Document excerpt:
▼

Another concern is how the medical transition affects transgender people, as it often involves taking large quantities of sex hormones over long periods of time. For instance, a transgender woman may take estrogen or progesterone as a part of her transition, which could increase her risk of developing breast cancer. However, experts acknowledge that not enough research has been done to definitively say how medical transition can affect cancer risk, and that more work is needed to accurately make those determinations.
Further Research Is Needed
Similarly, one of the biggest issues with transgender healthcare as a whole is the lack of research on transgender individuals, their health concerns, and their needs. Many healthcare professionals, including doctors and nurses, are unfamiliar with how to provide adequate care to transgender patients. In a 2011 survey, half of all transgender and gender non-conforming respondents reported having to teach their doctor about transgender care. This lack of knowledge severely limits the healthcare options of transgender individuals and makes it difficult for them to receive the care they need.

▲

(Stored data entries)

▼

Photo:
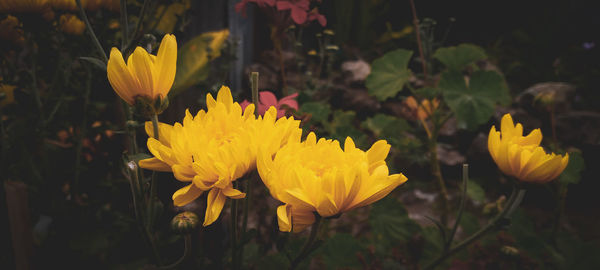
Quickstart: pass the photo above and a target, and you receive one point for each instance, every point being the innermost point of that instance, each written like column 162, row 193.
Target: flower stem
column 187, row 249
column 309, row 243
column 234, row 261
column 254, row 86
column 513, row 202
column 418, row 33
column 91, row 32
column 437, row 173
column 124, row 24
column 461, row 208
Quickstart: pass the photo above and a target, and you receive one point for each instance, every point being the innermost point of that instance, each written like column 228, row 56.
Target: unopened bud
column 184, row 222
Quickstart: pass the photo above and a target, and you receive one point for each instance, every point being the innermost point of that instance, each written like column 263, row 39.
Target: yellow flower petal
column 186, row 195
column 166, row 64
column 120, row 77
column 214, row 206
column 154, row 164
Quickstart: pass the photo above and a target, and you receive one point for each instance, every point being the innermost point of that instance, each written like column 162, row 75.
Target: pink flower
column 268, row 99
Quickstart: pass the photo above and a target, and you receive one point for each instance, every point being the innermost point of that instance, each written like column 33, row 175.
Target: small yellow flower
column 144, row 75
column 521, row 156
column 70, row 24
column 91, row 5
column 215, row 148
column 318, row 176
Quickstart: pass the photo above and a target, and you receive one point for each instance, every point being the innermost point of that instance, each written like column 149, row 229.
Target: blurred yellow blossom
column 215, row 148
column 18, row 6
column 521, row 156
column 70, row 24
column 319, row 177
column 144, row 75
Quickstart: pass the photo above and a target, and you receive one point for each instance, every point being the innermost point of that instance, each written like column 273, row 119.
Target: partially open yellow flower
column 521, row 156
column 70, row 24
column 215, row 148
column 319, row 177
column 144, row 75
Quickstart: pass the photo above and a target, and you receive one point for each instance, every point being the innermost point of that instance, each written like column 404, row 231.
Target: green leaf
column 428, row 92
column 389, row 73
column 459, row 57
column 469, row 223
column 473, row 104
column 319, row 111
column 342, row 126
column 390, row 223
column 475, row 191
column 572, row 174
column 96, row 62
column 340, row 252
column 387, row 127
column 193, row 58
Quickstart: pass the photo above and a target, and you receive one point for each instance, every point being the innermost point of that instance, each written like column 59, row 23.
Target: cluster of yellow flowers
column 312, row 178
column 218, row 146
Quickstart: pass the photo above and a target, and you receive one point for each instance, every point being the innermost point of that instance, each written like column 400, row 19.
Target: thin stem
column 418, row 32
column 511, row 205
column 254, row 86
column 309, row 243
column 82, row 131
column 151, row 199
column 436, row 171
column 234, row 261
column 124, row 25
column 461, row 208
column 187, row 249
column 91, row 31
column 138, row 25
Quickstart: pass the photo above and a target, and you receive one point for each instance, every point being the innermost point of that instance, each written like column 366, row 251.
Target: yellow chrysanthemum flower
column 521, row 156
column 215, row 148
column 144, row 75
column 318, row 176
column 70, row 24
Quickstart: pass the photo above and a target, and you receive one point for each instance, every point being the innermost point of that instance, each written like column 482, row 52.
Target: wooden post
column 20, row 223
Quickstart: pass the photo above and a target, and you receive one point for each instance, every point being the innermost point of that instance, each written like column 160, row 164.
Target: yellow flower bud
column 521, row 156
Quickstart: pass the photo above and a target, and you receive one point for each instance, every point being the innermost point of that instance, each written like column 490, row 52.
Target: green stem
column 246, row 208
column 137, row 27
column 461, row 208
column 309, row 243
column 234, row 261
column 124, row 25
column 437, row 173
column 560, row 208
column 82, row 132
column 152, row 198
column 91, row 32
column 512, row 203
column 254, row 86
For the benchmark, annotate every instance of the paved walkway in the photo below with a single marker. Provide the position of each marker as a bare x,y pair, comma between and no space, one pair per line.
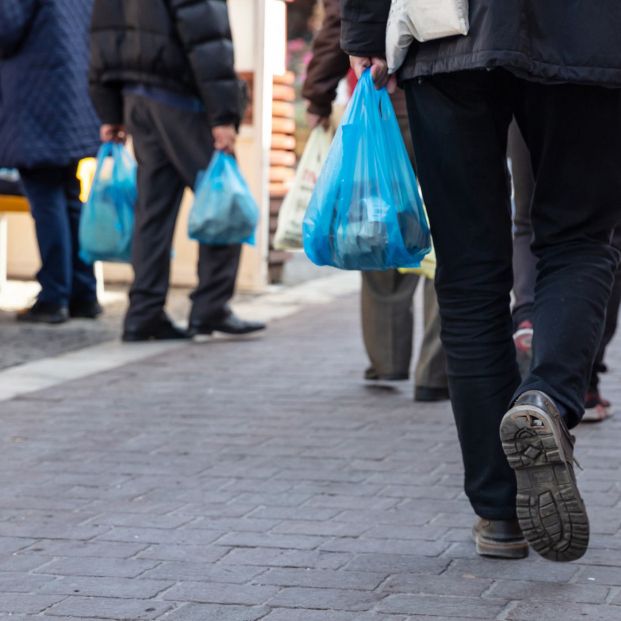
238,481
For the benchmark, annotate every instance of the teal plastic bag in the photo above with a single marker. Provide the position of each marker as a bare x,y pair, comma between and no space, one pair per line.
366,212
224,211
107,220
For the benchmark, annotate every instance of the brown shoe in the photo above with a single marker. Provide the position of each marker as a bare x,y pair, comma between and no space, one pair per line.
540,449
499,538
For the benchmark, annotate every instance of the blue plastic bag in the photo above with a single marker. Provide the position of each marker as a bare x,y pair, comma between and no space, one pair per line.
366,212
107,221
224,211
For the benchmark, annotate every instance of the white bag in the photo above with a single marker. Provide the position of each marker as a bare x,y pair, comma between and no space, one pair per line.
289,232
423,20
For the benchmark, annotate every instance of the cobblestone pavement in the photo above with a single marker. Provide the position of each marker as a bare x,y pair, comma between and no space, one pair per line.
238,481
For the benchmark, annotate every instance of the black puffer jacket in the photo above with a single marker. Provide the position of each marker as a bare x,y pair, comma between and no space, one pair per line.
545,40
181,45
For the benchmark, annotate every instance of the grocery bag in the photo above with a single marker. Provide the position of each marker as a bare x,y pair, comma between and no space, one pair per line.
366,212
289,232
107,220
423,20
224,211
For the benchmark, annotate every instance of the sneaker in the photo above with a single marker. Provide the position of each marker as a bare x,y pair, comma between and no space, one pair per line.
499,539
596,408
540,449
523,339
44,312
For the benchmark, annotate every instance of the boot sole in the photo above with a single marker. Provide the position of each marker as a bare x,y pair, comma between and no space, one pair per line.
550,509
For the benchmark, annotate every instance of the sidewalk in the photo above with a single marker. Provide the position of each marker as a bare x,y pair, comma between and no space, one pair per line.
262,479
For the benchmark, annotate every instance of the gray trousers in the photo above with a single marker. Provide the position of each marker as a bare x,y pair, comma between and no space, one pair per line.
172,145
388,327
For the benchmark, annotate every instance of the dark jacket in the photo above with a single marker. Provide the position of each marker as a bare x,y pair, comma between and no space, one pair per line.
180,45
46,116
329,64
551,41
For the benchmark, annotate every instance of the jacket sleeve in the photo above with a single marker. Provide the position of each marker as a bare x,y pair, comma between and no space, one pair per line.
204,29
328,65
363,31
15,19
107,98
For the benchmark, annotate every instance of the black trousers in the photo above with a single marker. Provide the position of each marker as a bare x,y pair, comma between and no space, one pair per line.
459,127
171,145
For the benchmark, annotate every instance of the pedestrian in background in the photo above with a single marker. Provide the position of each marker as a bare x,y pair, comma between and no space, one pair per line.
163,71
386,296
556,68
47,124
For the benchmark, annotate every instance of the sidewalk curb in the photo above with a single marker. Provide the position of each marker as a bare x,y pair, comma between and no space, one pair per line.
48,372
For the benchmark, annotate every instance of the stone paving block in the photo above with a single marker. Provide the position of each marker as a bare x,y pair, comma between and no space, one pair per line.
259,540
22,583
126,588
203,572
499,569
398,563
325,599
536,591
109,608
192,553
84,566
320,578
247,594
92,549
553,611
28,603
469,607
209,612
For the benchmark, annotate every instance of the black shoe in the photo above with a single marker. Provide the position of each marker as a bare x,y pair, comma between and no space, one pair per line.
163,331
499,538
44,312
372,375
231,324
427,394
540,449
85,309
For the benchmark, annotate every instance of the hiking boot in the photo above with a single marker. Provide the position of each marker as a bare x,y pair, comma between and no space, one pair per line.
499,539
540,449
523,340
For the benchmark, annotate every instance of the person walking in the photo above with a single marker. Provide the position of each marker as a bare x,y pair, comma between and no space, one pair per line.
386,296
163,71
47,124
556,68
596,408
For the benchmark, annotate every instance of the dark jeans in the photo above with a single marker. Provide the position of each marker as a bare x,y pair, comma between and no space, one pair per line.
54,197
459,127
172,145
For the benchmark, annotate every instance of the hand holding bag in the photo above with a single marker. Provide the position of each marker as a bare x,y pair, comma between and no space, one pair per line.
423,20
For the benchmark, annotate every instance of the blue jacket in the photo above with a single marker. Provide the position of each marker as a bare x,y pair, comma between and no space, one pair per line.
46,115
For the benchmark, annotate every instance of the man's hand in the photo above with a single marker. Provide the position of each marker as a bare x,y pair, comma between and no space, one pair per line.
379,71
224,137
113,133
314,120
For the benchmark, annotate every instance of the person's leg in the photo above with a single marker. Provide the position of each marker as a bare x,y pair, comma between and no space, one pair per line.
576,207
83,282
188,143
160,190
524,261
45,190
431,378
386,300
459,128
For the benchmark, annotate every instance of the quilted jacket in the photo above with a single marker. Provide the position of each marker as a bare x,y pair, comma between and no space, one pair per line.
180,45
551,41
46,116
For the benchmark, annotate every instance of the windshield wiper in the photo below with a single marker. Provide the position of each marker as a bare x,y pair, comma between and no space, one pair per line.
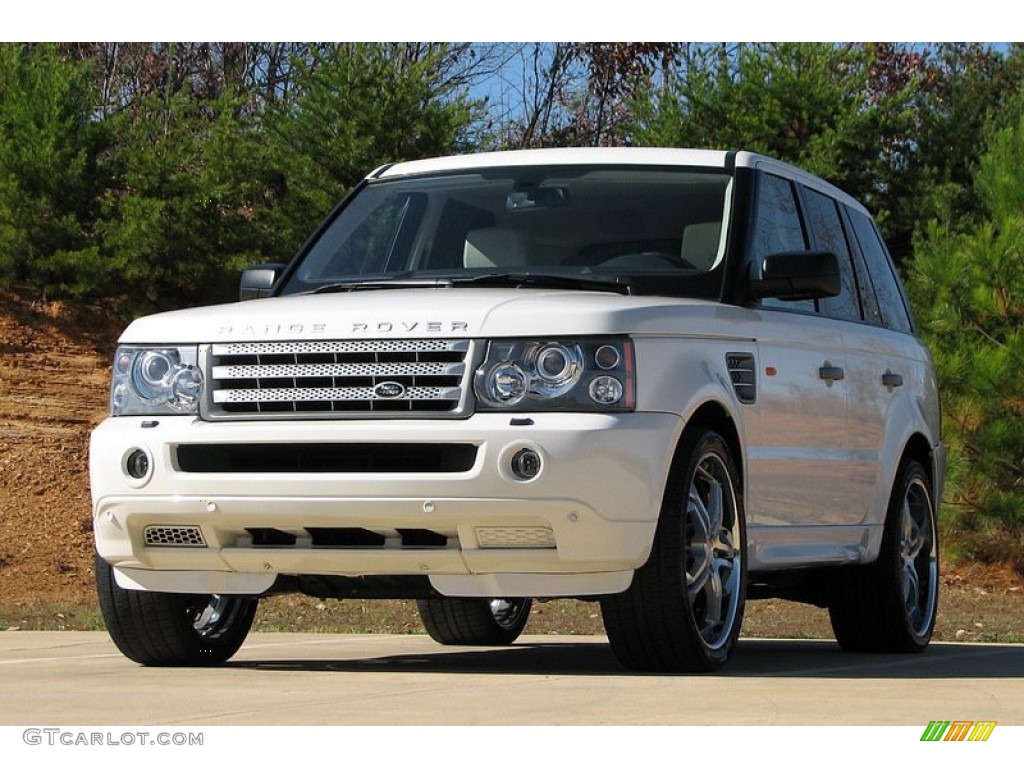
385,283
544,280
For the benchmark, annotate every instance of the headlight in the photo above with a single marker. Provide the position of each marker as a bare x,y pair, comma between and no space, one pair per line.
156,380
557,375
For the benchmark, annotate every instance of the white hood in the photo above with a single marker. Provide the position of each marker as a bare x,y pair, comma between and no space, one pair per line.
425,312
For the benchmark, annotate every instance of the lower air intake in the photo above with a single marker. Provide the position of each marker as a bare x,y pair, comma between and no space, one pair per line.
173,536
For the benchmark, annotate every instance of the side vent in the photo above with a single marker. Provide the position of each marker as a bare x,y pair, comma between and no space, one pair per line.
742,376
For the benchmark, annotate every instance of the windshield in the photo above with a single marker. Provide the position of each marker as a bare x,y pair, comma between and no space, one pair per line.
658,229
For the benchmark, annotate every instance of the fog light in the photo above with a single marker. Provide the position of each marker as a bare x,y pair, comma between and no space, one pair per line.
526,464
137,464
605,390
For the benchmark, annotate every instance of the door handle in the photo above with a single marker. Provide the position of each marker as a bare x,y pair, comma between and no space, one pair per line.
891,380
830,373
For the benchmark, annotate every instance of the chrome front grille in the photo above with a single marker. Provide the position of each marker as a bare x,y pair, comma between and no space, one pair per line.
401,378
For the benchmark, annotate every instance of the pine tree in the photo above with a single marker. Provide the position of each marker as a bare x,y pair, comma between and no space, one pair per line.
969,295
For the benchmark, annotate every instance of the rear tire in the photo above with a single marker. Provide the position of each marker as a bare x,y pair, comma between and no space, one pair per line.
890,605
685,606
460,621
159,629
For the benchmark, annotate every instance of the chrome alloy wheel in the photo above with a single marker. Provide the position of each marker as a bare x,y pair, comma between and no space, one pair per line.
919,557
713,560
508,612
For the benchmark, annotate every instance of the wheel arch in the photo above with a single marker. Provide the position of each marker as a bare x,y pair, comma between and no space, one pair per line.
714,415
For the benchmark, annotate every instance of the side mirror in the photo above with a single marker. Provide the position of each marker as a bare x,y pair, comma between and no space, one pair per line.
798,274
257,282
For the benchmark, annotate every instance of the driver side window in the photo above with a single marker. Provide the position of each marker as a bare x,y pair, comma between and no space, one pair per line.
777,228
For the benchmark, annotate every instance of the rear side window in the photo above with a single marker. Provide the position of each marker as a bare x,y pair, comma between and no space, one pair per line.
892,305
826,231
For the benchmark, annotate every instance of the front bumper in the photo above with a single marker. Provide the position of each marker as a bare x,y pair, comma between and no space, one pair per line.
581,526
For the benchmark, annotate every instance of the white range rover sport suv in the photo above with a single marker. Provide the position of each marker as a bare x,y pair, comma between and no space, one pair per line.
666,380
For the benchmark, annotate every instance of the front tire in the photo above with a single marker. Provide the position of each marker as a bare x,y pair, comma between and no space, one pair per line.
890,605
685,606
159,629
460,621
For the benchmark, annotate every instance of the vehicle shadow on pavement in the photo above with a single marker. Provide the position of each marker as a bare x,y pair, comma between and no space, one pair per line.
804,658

▲

Using the information:
**a)** Reproduce the portion of the transgender healthcare passage between "Further Research Is" and "care they need.", inclusive.
**b)** According to the transgender healthcare passage, what share of transgender and gender non-conforming respondents in a 2011 survey reported having to teach their doctor about transgender care?
**c)** Carry the transgender healthcare passage forward, beginning right after its final sentence.
The stored data entries have no role in any of this.

Answers for this exercise:
**a)**
Further Research Is Needed
Similarly, one of the biggest issues with transgender healthcare as a whole is the lack of research on transgender individuals, their health concerns, and their needs. Many healthcare professionals, including doctors and nurses, are unfamiliar with how to provide adequate care to transgender patients. In a 2011 survey, half of all transgender and gender non-conforming respondents reported having to teach their doctor about transgender care. This lack of knowledge severely limits the healthcare options of transgender individuals and makes it difficult for them to receive the care they need.

**b)** Half of them.

**c)**
Access to Care for LGBTQ Individuals
Many of the health problems that LGBTQ individuals face can be traced back to the difficulties they have accessing comprehensive, inclusive medical care. The issue is twofold: LGBTQ individuals either experience discrimination when trying to obtain care, or fear that they might. This barrier to healthcare affects thousands, as almost 7% of LGBTQ people report avoiding a visit to the doctor’s office out of fear of discrimination. Negative experiences with healthcare providers in the past can further dissuade LGBTQ people from pursuing treatment or medical care in the future — even if they are developing serious health problems.
These issues are even more extreme for people who are transgender. Nineteen percent of transgender individuals reported that they were denied care outright because they were transgender or gender non-conforming. Transgender people are also more likely to face additional issues when trying to access healthcare, such as the high cost of health services and lack of health insurance coverage.
Trans Broken Arm Syndrome
Transgender patients might also encounter “Trans Broken Arm Syndrome” when they go to see a doctor or other provider. This phenomenon occurs when a medical professional attributes any and all health problems that a transgender patient is experiencing to the fact that they are transgender. Even issues that are in no way related to gender identities, such as the stomach flu or a broken bone, are connected back to a patient’s transgender status.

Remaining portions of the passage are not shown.